● PROBLEM
Would you return every entry below exactly as written, without its images?

··· RECORDED INFORMATION ···

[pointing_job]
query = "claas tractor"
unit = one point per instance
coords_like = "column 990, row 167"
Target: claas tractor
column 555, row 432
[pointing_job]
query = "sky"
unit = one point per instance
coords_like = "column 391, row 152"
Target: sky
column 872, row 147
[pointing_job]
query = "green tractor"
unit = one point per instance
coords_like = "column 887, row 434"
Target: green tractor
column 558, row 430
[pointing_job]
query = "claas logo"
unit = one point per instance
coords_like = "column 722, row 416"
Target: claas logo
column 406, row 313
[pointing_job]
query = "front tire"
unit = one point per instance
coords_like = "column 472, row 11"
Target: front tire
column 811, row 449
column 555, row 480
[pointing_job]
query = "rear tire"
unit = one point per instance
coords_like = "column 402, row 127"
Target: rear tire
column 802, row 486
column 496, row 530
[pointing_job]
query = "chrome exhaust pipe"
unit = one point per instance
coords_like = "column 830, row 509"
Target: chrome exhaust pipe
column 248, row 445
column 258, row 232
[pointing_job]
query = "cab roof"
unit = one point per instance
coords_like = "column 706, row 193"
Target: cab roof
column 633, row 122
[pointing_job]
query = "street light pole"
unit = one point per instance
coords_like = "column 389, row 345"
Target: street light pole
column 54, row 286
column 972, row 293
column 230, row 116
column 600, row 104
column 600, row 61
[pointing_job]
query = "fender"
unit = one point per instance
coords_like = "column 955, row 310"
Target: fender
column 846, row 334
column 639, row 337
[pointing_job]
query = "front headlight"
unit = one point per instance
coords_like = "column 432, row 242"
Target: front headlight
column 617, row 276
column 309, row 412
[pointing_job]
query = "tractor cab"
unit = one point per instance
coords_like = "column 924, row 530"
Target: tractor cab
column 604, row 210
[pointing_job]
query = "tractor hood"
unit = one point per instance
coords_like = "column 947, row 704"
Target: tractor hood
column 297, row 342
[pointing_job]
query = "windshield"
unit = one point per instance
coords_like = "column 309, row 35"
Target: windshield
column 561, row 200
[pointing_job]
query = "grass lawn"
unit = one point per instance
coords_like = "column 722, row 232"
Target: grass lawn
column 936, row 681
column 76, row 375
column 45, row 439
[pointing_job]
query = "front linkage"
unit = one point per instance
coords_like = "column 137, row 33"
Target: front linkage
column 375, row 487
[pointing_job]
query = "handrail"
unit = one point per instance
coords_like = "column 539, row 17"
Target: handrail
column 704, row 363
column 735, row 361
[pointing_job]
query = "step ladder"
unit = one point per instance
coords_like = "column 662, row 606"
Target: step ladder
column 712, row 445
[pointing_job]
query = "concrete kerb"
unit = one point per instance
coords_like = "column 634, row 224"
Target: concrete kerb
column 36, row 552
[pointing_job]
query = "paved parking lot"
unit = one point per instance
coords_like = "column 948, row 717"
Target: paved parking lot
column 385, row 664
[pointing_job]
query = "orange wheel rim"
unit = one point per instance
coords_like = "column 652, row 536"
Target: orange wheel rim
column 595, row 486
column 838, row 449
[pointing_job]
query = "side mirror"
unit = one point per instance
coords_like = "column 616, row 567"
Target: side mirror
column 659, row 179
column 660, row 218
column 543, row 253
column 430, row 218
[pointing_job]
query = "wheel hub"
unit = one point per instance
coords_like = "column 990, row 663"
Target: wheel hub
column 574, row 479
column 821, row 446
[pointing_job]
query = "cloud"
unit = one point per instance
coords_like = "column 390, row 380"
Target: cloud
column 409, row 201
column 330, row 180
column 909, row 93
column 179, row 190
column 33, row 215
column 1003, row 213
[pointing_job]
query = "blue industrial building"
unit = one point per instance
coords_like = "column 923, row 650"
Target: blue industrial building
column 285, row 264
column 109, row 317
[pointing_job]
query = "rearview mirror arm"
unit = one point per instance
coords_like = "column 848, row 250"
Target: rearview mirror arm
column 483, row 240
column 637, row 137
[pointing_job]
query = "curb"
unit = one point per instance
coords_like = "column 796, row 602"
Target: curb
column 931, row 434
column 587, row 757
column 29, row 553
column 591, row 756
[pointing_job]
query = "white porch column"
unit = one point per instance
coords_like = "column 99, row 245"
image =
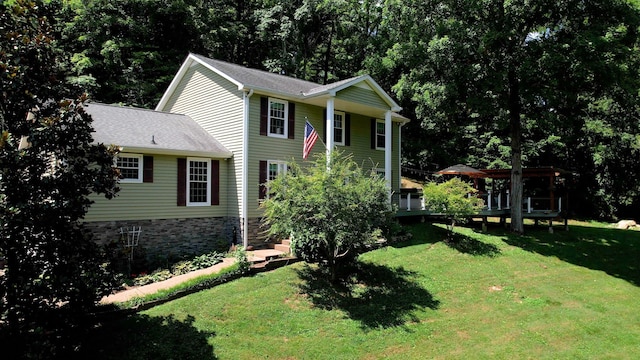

···

● WRITTEN ANSWER
[pointing_job]
query = "claas tractor"
unit = one point per instance
coords_like = "column 990, row 167"
Target: claas tractor
column 555, row 432
[pointing_job]
query = "sky"
unit = one point per instance
coords_like = "column 391, row 152"
Target: sky
column 872, row 147
[pointing_job]
query = "green tractor"
unit = one point per instance
coords_like = "column 887, row 434"
Target: green tractor
column 558, row 430
[pointing_job]
query = "claas logo"
unit = one point per instance
coords_like = "column 722, row 416"
Target: claas logo
column 406, row 313
[pointing_job]
query = "front tire"
unit = one point per instance
coords_like = "column 472, row 11"
Target: front tire
column 811, row 449
column 555, row 480
[pointing_job]
query = "rear tire"
unit = one point per instance
coords_like = "column 402, row 127"
Target: rear tire
column 802, row 486
column 496, row 530
[pointing_job]
query = "chrome exhaust pipe"
unit = one point per instance
coords_like = "column 830, row 509"
Target: chrome exhaust pipe
column 248, row 445
column 258, row 232
[pointing_job]
query = "cab roof"
unit = one point per instance
coords_like = "column 706, row 193"
Target: cab roof
column 633, row 122
[pointing_job]
query = "street light pole"
unit = one point per instance
coords_like = "column 389, row 345"
Target: street light pole
column 54, row 286
column 972, row 293
column 230, row 116
column 600, row 104
column 600, row 61
[pointing_job]
query = "fender"
unit = one point per instance
coords_like = "column 955, row 310"
Target: fender
column 846, row 334
column 639, row 337
[pointing_job]
query = "front headlight"
unit = one point per instance
coords_like = "column 432, row 242"
Target: front headlight
column 617, row 276
column 309, row 412
[pointing_job]
query = "tractor cab"
unit = one point per instance
coords_like = "column 924, row 530"
Target: tractor cab
column 604, row 210
[pointing_job]
query = "tractor hood"
unit = one point per instance
coords_like = "column 947, row 704"
Target: tractor hood
column 297, row 342
[pointing_job]
query = "windshield"
unit = one point per instance
coords_like = "column 309, row 35"
Target: windshield
column 561, row 200
[pointing_job]
query = "grass lawn"
unit = one point per instance
coords_like = "column 722, row 232"
Target: grass lawn
column 936, row 681
column 76, row 375
column 45, row 439
[pointing_job]
query = "front linkage"
unit = one point per instance
coords_like = "column 137, row 33"
Target: front linkage
column 375, row 487
[pointing_job]
query = "handrail"
unit = one point per instance
coords_like = "column 539, row 17"
Target: handrail
column 704, row 363
column 735, row 361
[pointing_job]
query = "step ladder"
unit = one point per instance
coords_like = "column 662, row 606"
Target: step ladder
column 712, row 445
[pointing_job]
query = "concrete kerb"
unit = one point per instance
coords_like = "column 634, row 224"
Target: concrete kerb
column 36, row 552
[pointing_job]
query = "paved parking lot"
unit = one point per instance
coords_like = "column 948, row 717"
Target: paved parking lot
column 385, row 664
[pointing_job]
query = "orange wheel rim"
unit = one point per instance
coords_like = "column 652, row 536"
Target: orange wheel rim
column 595, row 486
column 838, row 449
[pointing_job]
query = "side mirror"
unit = one point per instance
coords_like = "column 616, row 567"
Target: side mirror
column 659, row 179
column 660, row 218
column 543, row 253
column 430, row 218
[pointing_job]
query = "wheel hub"
unit = one point per instance
coords_like = "column 990, row 663"
Target: wheel hub
column 574, row 479
column 821, row 446
[pointing_job]
query = "cloud"
unit = one point per instance
coords_like = "column 390, row 380"
Target: cloud
column 409, row 201
column 330, row 180
column 909, row 93
column 179, row 190
column 33, row 215
column 1003, row 213
[pointing_job]
query = "blue industrial building"
unit = one point per instance
coords_like = "column 923, row 650"
Target: blue industrial building
column 285, row 264
column 109, row 317
[pointing_job]
query = "rearview mirror arm"
unit = one point per instance
coords_like = "column 848, row 250"
Target: rearview mirror arm
column 483, row 240
column 637, row 137
[pointing_job]
query = "curb"
unit = one point per instance
coords_like = "column 796, row 602"
Target: curb
column 931, row 434
column 587, row 757
column 29, row 553
column 591, row 756
[pointing_job]
query = "white porch column"
unit = one point per instance
coords_like = "column 99, row 245"
image =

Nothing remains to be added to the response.